:: TASK GOAL ::
Reproduce all the material exactly, minus any pictures it holds.

(Point labeling examples)
::::

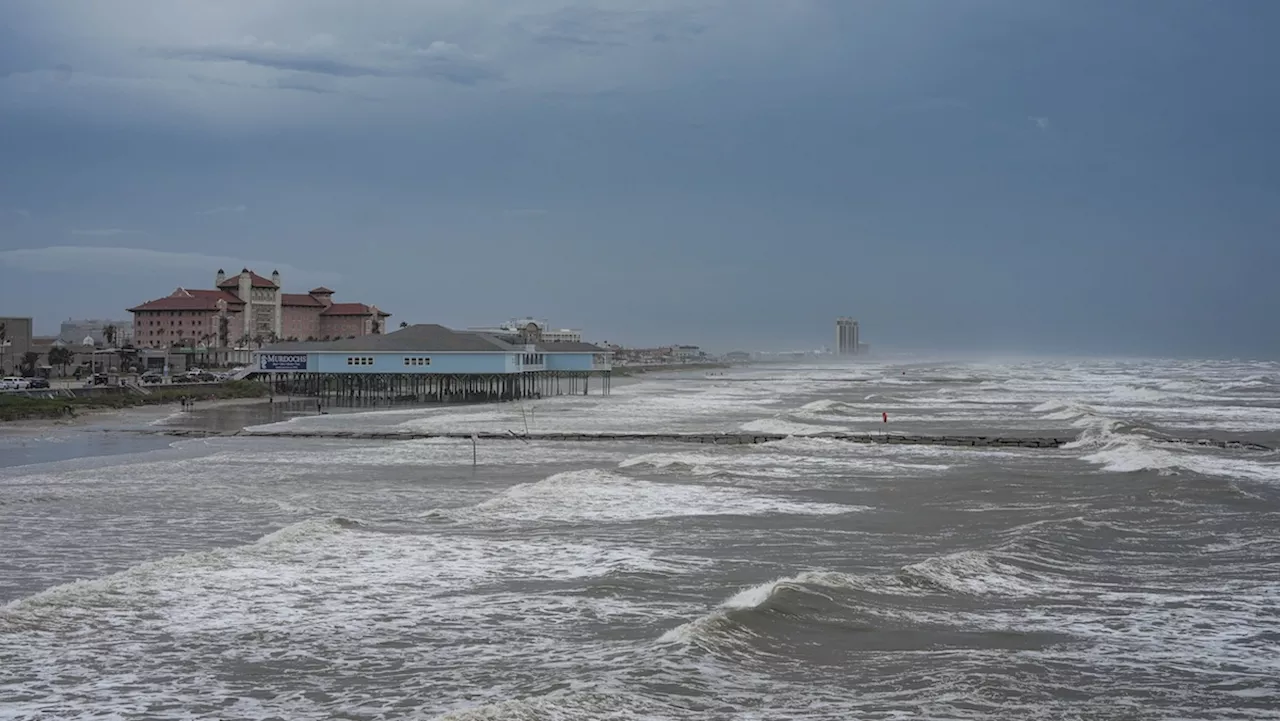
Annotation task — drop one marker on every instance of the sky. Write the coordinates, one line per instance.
(1034, 176)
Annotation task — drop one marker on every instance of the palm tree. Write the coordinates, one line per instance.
(60, 356)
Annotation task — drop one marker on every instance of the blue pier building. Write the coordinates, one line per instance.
(433, 363)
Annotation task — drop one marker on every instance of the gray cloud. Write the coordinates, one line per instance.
(438, 60)
(141, 261)
(223, 210)
(103, 232)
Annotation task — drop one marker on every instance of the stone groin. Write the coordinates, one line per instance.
(705, 438)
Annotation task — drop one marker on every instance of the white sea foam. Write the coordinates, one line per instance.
(778, 427)
(603, 496)
(316, 598)
(968, 573)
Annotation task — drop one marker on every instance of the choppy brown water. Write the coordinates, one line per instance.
(246, 578)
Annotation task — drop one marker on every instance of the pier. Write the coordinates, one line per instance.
(702, 438)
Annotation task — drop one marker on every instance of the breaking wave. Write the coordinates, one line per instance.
(595, 494)
(860, 602)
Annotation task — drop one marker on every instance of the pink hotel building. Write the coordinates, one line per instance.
(247, 307)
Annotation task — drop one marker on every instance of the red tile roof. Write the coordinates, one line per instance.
(300, 300)
(254, 279)
(347, 309)
(182, 299)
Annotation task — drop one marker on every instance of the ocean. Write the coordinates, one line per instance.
(304, 579)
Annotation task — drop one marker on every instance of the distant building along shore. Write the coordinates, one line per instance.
(248, 309)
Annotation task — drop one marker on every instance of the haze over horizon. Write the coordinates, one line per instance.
(1055, 177)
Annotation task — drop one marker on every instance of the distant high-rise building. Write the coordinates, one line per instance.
(846, 337)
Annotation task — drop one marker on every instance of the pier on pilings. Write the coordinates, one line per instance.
(708, 438)
(376, 388)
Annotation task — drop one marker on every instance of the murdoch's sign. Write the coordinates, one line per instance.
(283, 361)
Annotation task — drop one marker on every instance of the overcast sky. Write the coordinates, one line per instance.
(1068, 176)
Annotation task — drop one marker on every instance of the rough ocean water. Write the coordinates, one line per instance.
(241, 578)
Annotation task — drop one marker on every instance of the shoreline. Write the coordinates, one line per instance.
(142, 414)
(122, 418)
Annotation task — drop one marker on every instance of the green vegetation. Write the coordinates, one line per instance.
(14, 406)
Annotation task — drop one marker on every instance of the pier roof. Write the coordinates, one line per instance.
(430, 337)
(426, 337)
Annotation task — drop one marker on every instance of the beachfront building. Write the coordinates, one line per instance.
(529, 327)
(104, 332)
(846, 337)
(248, 309)
(432, 361)
(14, 343)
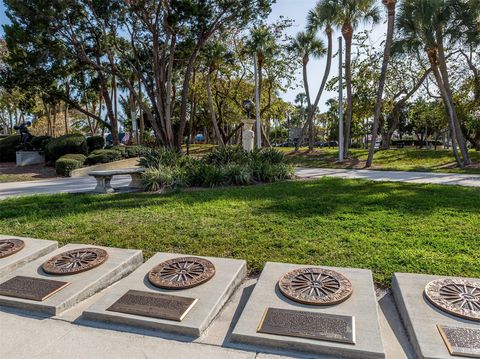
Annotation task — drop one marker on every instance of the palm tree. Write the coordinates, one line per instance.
(321, 18)
(215, 54)
(426, 25)
(391, 6)
(307, 45)
(347, 15)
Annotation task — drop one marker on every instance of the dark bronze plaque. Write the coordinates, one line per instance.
(155, 305)
(309, 325)
(75, 261)
(181, 273)
(10, 246)
(31, 288)
(461, 341)
(315, 286)
(457, 296)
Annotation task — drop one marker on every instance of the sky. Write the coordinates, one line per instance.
(297, 11)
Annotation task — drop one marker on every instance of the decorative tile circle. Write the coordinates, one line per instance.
(181, 273)
(75, 261)
(315, 286)
(10, 246)
(460, 297)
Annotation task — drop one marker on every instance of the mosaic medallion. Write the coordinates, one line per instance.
(10, 246)
(75, 261)
(460, 297)
(315, 286)
(181, 273)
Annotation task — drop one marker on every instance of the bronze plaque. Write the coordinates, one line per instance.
(10, 246)
(75, 261)
(457, 296)
(309, 325)
(155, 305)
(31, 288)
(181, 273)
(315, 286)
(461, 341)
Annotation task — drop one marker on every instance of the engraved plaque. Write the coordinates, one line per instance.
(315, 286)
(10, 246)
(309, 325)
(461, 341)
(31, 288)
(155, 305)
(75, 261)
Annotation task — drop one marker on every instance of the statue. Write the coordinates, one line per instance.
(248, 136)
(25, 135)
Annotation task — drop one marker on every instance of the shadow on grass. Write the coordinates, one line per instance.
(291, 199)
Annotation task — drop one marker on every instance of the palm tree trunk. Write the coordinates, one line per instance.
(213, 116)
(347, 32)
(383, 77)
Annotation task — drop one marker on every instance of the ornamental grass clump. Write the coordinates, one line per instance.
(224, 166)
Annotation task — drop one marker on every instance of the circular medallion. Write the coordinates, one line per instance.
(315, 286)
(75, 261)
(181, 273)
(460, 297)
(10, 246)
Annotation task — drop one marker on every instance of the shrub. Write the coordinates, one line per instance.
(95, 143)
(39, 142)
(155, 158)
(155, 179)
(136, 151)
(8, 148)
(57, 147)
(226, 155)
(66, 164)
(103, 156)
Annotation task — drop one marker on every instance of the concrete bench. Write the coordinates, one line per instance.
(104, 178)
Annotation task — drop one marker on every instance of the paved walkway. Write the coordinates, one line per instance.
(86, 184)
(393, 176)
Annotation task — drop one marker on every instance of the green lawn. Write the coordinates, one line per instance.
(394, 160)
(386, 227)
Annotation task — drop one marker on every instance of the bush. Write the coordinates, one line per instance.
(66, 164)
(103, 156)
(155, 179)
(226, 155)
(136, 151)
(95, 143)
(8, 148)
(39, 143)
(57, 147)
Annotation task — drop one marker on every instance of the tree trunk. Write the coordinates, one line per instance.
(347, 32)
(383, 77)
(213, 116)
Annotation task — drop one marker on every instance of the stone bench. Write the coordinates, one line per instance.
(104, 178)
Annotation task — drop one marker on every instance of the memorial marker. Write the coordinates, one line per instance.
(31, 288)
(309, 325)
(155, 305)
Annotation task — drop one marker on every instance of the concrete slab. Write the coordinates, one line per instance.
(34, 248)
(421, 318)
(120, 263)
(362, 305)
(211, 296)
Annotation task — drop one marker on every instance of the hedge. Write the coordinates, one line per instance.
(66, 164)
(68, 144)
(8, 148)
(103, 156)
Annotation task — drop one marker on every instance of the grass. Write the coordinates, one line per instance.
(386, 227)
(391, 160)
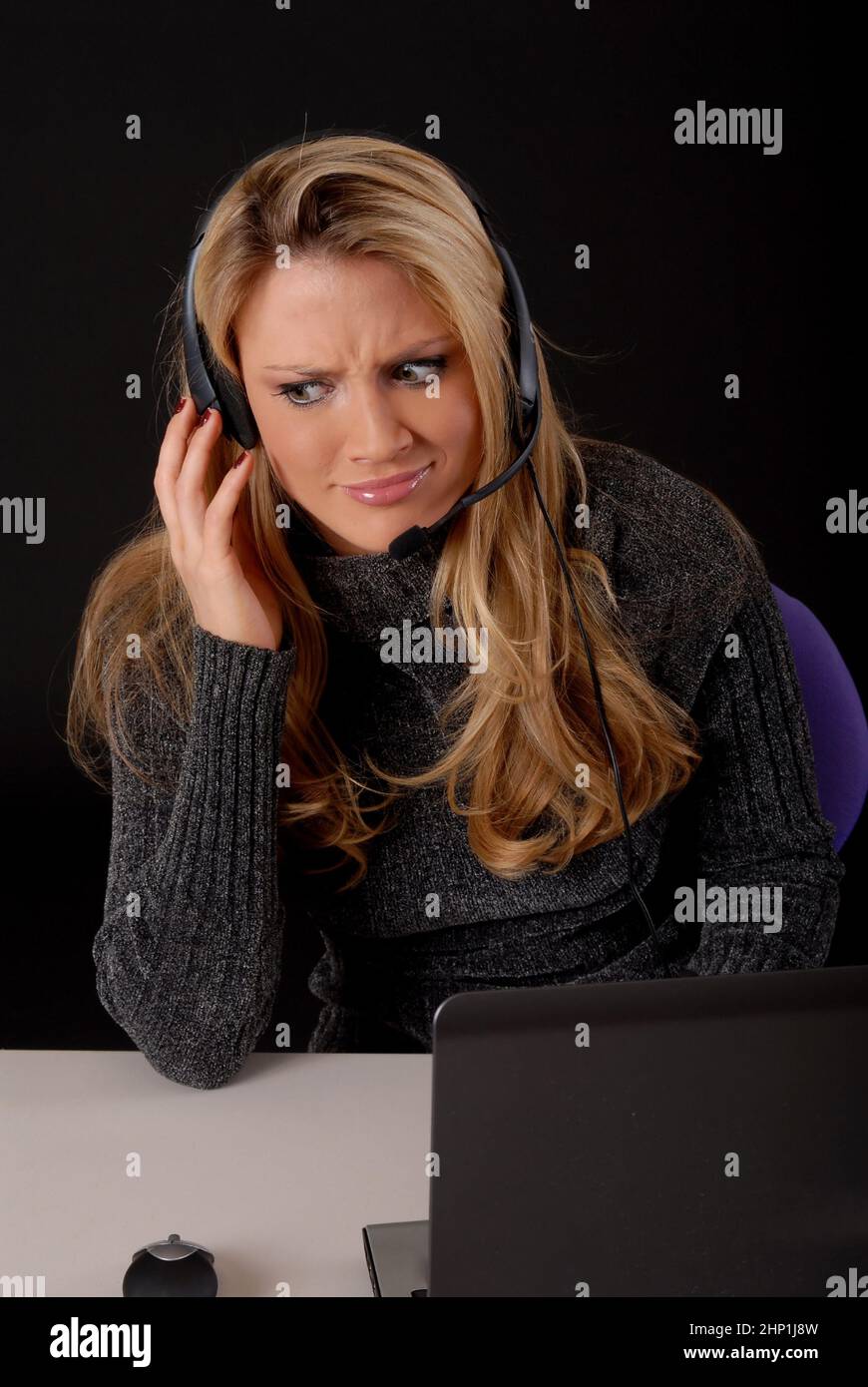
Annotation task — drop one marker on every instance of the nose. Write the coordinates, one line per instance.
(374, 431)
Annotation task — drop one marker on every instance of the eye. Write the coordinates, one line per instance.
(426, 365)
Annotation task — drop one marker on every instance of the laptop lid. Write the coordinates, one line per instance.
(689, 1137)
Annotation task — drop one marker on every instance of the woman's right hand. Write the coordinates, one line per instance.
(210, 547)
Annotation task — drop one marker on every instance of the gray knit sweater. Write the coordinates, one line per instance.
(189, 955)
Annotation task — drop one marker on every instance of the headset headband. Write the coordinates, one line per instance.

::::

:: WRITTEN ANSWER ::
Annotation task — drop one marker on every instance of the sky. Write the coordinates, one line per instance.
(1034, 176)
Annotation task — drop one marker on every instance of the palm tree. Write the coordinates, one line per instance.
(60, 356)
Annotation task — drop one marker on every instance of the blue pier building. Write the coordinates, one line per instance.
(433, 363)
Annotation task — drop one marker on every instance of the gray cloud. Write the coordinates, one line per instance.
(438, 60)
(141, 261)
(223, 210)
(103, 232)
Annotation task — drop one marker on every instance of the stone groin. Write the coordinates, one line per instance.
(705, 438)
Annotation task — drop one marker on every instance of the white sea foam. Write the coordinates, one line per instance.
(778, 427)
(603, 496)
(316, 598)
(968, 573)
Annotation task — drop one marker on every instance of the choppy brown water. Write the coordinates, one line per instance.
(246, 578)
Annotation task — drop one marker on every instance of the pier. Write the coordinates, one line per instance.
(702, 438)
Annotation task — drop one marker on every instance of the breaking wave. Write the coordinates, one line per instance.
(595, 494)
(860, 602)
Annotation task — drop one marker on every instance of the pink hotel building. Write the coordinates, one line per instance.
(247, 307)
Annotation task — drop one marker on every instance of the red tile roof. Write the coordinates, one line per instance.
(300, 300)
(254, 279)
(347, 309)
(182, 299)
Annotation task — drop one marker on every instance of the ocean. Write the coordinates, one line per instance.
(304, 579)
Annotation task — drop one marker on every instance of the distant building along shore. Write the coordinates, one line per instance.
(248, 309)
Annotation task — drop one marker on every instance of the haze over horizon. Write the coordinates, one line per instance.
(1055, 177)
Annotation task — drop one marker on every instance of the distant high-rise building. Write the coordinates, one line per instance.
(846, 337)
Annotation task — drop one marker on every instance of the pier on pilings. Write the coordinates, one line per instance.
(708, 438)
(376, 388)
Annotation task — drop one marker on every instance of the murdoch's sign. Write the coordinates, one line per instance.
(283, 361)
Annotation task — drop one marker on every instance of the overcast sky. Write the coordinates, one line per instance.
(1068, 176)
Annotation task — drop one marker on every instance of the rough ocean water. Write the coordinates, one line per instance.
(241, 578)
Annotation task — drop one marker on every instance of the shoreline. Write the coordinates, one line per instance.
(142, 414)
(122, 418)
Annotation task — drop one marker on every instance of the green vegetation. Write the coordinates, one line per instance.
(14, 406)
Annotation task — drop one marker on every instance of the pier roof. Write the coordinates, one line per instance.
(430, 337)
(426, 337)
Annotation task — drop one marker on every instance of the beachfront building. Write the coordinates, one line per instance.
(529, 327)
(104, 332)
(846, 337)
(248, 309)
(432, 361)
(14, 343)
Annotation task — drop one marker on every instance of the palm tree. Write the coordinates, one line per instance.
(321, 18)
(215, 54)
(426, 25)
(391, 6)
(307, 45)
(347, 15)
Annotation task — drop one marker on every instance of the dark bronze plaque. Write the coordinates, one line per instance.
(155, 305)
(309, 325)
(75, 261)
(181, 273)
(10, 246)
(31, 288)
(461, 341)
(315, 286)
(457, 296)
Annotation task — drop one marker on every instance of the sky. Write the coordinates, one line per instance.
(297, 11)
Annotation task — drop one marker on every instance of the decorative tile circle. Write the coordinates, one line per instance.
(181, 273)
(75, 261)
(315, 286)
(10, 246)
(460, 297)
Annotation task — drop one marker on every instance of the mosaic medallion. Write the coordinates, one line per instance.
(10, 246)
(75, 261)
(460, 297)
(315, 286)
(181, 273)
Annotation task — drop one marker on every instance of the bronze plaque. Write the coordinates, one line per instance.
(10, 246)
(75, 261)
(457, 296)
(309, 325)
(155, 305)
(31, 288)
(181, 273)
(315, 286)
(461, 341)
Annotation task — drop one marker on every instance of the engraved plaque. Write the coordinates, one line per instance.
(315, 286)
(10, 246)
(309, 325)
(461, 341)
(31, 288)
(155, 305)
(75, 261)
Annotation task — drop one marker on every instance of the statue. Write the coordinates, one line per instance.
(248, 136)
(25, 135)
Annotation task — drop one marker on every instance of the shadow on grass. Write the coordinates, one line per instance.
(291, 199)
Annotation task — drop one marker on every instance of the palm tree trunk. Write the coordinates, one line per instance.
(213, 116)
(347, 32)
(383, 77)
Annotation task — drop one marker on every instance of the ornamental grass clump. Write the coordinates, one line per instance.
(224, 166)
Annotation task — drop one marker on every instance of the circular medallion. Write the coordinates, one line per instance.
(315, 286)
(75, 261)
(181, 273)
(460, 297)
(10, 246)
Annotation task — drop one marker on every instance of the shrub. Write the coordinates, one line per instance.
(95, 143)
(39, 142)
(155, 158)
(155, 179)
(136, 151)
(8, 148)
(57, 147)
(226, 155)
(66, 164)
(103, 156)
Annotation task — drop one marker on every instance of the concrete bench. Write the coordinates, one line per instance.
(104, 178)
Annotation task — drop one marker on every instance of the paved walkway. Write the coordinates, one line per instance.
(86, 184)
(393, 176)
Annotation task — drop one marker on every instance of the green lawn. Write the coordinates, one line per instance.
(394, 160)
(386, 227)
Annotation task — drop one marker on every instance of the bush. Write the coordinates, one line per instance.
(66, 164)
(103, 156)
(155, 179)
(226, 155)
(136, 151)
(95, 143)
(8, 148)
(39, 143)
(57, 147)
Annotation task — drop one marker on every instance of the tree trunk. Write the coordinates, one line per instance.
(347, 32)
(383, 77)
(213, 116)
Annotation task — drop one marker on every instance of the stone bench. Write the coordinates, one line per instance.
(104, 178)
Annotation task — drop one marker on every instance of the memorial marker. Write the coordinates, one line per instance.
(31, 288)
(309, 325)
(155, 305)
Annotation task — drop one marker on every instance of the concrete slab. Write the coordinates, one line per instance.
(34, 248)
(421, 318)
(120, 263)
(362, 305)
(211, 296)
Annotation task — drop one marker on every instance of the hedge. Write the coordinates, one line per instance.
(66, 164)
(68, 144)
(8, 148)
(103, 156)
Annotation task — drop one marker on every instance of the grass. Write the coordinates, one line per instance.
(386, 227)
(391, 160)
Annotation task — drop one marker on every instance of the nose. Write the coordinates, one line per instance.
(374, 431)
Annotation task — drop one marker on every instance of the eye. Write the coordinates, one line per instance.
(426, 365)
Annotation task — drop one marker on every instance of the laptop lid. Write the coordinates, one line per instance.
(689, 1137)
Annotation task — drop one marker on every instance of the woman's right hand. Write the coordinates, one line per instance.
(210, 547)
Annotation task — drop one marker on every instance of the gray knit sweater. Write the coordinates, one line per instance.
(189, 955)
Annotation task — drop one marker on every instance of the headset headband. Write the coordinates, one line per instance.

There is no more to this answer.